Copy out the lines of the records below, and only those lines, from the one with "Every instance gets one point. Tag the curved" through the one with "Every instance gets one point. Tag the green leaf", exactly as they appear.

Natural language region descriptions
== Segment start ==

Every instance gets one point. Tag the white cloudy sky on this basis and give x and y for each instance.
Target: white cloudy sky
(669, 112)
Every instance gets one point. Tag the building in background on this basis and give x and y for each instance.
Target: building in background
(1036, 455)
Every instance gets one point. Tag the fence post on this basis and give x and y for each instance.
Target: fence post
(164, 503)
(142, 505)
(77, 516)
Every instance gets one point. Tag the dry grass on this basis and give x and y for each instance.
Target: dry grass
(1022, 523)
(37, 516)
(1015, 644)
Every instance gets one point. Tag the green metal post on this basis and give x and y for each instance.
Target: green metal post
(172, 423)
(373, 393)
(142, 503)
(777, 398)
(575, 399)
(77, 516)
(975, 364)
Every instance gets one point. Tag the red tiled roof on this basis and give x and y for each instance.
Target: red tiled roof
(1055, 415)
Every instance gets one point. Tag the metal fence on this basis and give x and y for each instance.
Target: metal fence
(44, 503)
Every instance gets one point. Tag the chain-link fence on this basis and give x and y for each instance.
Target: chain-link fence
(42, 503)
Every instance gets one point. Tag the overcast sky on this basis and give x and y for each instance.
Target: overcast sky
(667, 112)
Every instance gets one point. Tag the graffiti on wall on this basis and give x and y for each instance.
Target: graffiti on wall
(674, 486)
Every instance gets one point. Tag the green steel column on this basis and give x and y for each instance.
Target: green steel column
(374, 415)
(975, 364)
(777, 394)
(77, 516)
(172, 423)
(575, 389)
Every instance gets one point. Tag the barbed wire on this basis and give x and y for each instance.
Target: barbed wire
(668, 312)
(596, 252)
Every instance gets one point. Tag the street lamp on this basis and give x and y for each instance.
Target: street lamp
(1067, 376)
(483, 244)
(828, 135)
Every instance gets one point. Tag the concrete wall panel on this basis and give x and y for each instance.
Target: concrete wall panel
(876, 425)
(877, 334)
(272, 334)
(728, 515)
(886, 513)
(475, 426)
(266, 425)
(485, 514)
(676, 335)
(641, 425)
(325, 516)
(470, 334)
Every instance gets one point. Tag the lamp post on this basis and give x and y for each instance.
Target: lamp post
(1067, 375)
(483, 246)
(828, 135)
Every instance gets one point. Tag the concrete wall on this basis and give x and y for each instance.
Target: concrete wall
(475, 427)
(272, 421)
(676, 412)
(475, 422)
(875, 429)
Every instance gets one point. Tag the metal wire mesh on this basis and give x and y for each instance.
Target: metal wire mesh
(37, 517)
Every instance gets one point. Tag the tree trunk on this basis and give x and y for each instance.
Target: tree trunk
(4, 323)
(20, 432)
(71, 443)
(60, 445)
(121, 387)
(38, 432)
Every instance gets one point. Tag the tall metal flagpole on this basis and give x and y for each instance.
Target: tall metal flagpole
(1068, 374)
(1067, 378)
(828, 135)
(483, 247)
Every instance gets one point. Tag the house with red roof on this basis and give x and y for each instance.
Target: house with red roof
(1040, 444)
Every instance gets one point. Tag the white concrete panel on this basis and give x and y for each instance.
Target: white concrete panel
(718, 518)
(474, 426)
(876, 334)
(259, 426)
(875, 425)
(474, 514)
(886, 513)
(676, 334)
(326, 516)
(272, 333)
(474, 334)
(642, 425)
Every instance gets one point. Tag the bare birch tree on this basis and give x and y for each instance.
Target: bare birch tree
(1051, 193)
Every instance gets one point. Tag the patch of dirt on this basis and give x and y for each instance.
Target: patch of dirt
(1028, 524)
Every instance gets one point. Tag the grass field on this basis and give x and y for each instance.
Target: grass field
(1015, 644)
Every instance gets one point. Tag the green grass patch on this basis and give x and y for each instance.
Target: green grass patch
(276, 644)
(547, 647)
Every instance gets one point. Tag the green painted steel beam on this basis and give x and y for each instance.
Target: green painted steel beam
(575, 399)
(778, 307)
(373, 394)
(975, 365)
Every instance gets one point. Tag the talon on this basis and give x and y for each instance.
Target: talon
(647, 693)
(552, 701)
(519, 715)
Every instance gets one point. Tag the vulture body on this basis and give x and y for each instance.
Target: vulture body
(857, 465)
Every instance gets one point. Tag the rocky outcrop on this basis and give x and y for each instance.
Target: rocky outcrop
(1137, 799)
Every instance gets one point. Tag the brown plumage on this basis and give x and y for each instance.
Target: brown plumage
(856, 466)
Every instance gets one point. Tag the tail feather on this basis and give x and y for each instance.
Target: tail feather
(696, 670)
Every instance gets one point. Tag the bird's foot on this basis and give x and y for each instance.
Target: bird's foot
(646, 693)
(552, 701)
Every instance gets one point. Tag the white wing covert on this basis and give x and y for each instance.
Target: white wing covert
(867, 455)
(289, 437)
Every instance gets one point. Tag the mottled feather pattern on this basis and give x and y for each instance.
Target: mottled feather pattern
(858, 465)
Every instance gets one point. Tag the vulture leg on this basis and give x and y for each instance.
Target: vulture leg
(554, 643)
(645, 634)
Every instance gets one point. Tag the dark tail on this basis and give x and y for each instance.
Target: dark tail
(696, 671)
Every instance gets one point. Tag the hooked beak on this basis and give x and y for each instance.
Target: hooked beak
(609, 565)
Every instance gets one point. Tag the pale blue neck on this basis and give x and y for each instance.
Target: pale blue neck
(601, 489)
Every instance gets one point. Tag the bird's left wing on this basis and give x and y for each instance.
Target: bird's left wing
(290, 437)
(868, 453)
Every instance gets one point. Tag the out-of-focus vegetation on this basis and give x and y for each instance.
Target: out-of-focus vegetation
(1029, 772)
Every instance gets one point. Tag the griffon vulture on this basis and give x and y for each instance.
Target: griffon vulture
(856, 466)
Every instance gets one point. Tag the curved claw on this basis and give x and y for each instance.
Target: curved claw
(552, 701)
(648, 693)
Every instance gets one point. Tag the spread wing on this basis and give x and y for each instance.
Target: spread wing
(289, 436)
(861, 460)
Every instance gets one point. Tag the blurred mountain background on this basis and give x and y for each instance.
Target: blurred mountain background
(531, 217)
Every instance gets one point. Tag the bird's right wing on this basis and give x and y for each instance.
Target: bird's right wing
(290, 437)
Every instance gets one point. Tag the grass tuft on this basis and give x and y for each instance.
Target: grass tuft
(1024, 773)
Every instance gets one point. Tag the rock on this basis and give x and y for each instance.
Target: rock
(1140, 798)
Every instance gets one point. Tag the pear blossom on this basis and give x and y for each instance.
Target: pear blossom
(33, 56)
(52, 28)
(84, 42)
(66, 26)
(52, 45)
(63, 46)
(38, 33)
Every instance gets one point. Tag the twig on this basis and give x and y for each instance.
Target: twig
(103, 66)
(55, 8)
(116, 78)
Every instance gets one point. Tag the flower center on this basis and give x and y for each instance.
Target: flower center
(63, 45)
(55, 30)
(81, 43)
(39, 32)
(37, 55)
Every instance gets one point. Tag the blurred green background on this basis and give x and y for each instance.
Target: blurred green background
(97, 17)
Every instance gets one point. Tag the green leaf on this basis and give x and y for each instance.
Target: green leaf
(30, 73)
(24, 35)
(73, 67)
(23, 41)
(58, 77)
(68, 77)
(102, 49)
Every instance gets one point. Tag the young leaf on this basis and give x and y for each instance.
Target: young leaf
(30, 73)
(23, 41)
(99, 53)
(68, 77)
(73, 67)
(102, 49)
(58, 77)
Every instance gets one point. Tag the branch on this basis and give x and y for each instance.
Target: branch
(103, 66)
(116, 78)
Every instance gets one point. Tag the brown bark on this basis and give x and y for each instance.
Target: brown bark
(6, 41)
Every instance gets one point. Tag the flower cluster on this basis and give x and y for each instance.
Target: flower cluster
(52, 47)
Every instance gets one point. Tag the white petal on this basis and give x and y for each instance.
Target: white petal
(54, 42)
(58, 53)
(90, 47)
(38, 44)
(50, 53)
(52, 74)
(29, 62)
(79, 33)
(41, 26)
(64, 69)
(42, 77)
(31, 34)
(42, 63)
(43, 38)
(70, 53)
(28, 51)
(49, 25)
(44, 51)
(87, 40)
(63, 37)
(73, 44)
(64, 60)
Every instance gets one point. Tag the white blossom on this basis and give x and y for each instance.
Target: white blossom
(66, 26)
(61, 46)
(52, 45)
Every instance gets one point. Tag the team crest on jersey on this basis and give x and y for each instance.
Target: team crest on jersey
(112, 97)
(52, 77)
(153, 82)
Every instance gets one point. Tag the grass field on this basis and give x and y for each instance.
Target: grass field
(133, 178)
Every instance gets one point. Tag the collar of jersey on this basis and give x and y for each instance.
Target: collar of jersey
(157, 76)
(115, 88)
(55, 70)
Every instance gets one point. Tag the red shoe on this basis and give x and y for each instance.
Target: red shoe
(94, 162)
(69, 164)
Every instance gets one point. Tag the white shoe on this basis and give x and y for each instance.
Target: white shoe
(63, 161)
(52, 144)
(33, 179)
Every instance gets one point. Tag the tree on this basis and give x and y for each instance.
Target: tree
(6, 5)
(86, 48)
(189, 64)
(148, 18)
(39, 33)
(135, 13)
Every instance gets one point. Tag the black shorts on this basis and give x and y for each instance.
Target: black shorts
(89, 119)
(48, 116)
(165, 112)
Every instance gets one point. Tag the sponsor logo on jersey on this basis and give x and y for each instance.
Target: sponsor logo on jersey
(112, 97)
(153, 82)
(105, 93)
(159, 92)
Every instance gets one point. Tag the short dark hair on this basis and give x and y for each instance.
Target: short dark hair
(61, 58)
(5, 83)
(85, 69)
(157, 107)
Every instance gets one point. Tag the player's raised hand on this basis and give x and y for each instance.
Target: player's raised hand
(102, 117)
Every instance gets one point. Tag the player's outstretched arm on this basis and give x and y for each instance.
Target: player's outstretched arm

== Segment end ==

Exercise response =
Every instance gets one point. Tag the curved claw on this basis and give x and y for each instance.
Target: curved claw
(552, 701)
(648, 693)
Every instance gets one point. Tag the spread wing on this basis and give x and y for each instance.
Target: spread wing
(289, 436)
(861, 460)
Every instance gets one point. Tag the blurred mountain background on this basis and give x and y for each instance.
Target: blurred mountain background
(531, 217)
Every instance gets one point. Tag the bird's right wing on this basis and give x and y for each instance.
Target: bird's right wing
(290, 437)
Every instance gets one point. Tag the grass tuft on this basis and give x and y for each instance.
Target: grass tuft
(1024, 773)
Every instance gets one point. Tag the rock on this basis and give x and y for each instance.
Target: rock
(1140, 798)
Every instance gets one point. Tag the pear blossom on this basis and give x and y for each instance.
Target: pear blossom
(33, 56)
(52, 28)
(84, 42)
(66, 26)
(52, 45)
(63, 46)
(38, 33)
Every instance gets one point. Tag the twig on this basis and give x and y for each instance.
Target: twig
(103, 66)
(55, 8)
(116, 78)
Every instance gets one point. Tag the flower center on this basis and give x and y for each instance.
Target: flower center
(63, 45)
(55, 30)
(81, 43)
(39, 32)
(37, 55)
Every instance gets one point. Tag the blurred green background on this basis and give x and y for each instance.
Target: blurred green background
(97, 17)
Every instance gets one point. Tag the green leaf on this basis and give x and y for each instance.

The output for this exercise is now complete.